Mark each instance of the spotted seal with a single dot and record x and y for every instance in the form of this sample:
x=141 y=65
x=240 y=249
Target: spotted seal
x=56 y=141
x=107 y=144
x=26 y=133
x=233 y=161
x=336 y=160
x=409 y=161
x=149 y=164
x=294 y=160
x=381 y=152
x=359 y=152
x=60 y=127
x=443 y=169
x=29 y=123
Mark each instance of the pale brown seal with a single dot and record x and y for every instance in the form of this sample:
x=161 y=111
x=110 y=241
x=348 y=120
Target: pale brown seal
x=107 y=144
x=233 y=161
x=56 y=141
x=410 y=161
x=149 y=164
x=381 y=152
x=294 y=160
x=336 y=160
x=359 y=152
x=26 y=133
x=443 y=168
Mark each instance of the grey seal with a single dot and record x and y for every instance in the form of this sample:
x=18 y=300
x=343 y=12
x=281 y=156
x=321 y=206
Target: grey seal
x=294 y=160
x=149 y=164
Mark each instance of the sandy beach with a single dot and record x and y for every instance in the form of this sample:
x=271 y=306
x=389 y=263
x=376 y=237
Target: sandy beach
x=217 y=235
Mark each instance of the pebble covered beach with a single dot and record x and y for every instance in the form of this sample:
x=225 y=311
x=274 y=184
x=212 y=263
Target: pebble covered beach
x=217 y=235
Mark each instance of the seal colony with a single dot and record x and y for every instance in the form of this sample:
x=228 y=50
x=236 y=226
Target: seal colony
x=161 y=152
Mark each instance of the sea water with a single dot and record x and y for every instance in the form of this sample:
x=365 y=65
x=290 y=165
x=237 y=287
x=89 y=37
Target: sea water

■ ■ ■ ■ ■

Work to complete:
Line by line, output the records exactly as given.

Exercise result:
Mark each instance of the spotted seal with a single dot and record x and y for every instance in the form of this sample:
x=141 y=65
x=240 y=249
Target: spotted seal
x=56 y=141
x=107 y=144
x=26 y=133
x=233 y=161
x=336 y=160
x=409 y=161
x=149 y=164
x=294 y=160
x=381 y=152
x=359 y=152
x=60 y=127
x=443 y=169
x=29 y=123
Mark each instance of the pale brown seal with a single dot and record x and y for every instance in the form of this sample:
x=161 y=111
x=110 y=241
x=348 y=120
Target: pale brown seal
x=107 y=144
x=233 y=161
x=56 y=141
x=410 y=161
x=149 y=164
x=381 y=152
x=294 y=160
x=336 y=160
x=359 y=152
x=26 y=133
x=443 y=168
Mark each instance of the grey seal with a single dot and record x and y for every instance in the form of this sample:
x=18 y=300
x=343 y=12
x=281 y=156
x=321 y=206
Target: grey seal
x=294 y=160
x=149 y=164
Mark each instance of the sandy beach with a single dot and record x and y for every instance in the form of this sample:
x=271 y=306
x=389 y=263
x=376 y=237
Target: sandy beach
x=217 y=235
Mark each instance of the pebble covered beach with a single dot and record x and y for every instance in the form of this sample:
x=225 y=311
x=274 y=184
x=212 y=263
Target: pebble covered beach
x=217 y=235
Mark each instance of the seal colony with a single dot and record x and y for every instance in the form of this sample:
x=228 y=50
x=236 y=226
Target: seal colony
x=161 y=152
Mark each instance of the sea water with a single dot and record x and y for every instance in the form of this sample:
x=365 y=65
x=290 y=165
x=237 y=287
x=89 y=37
Target: sea water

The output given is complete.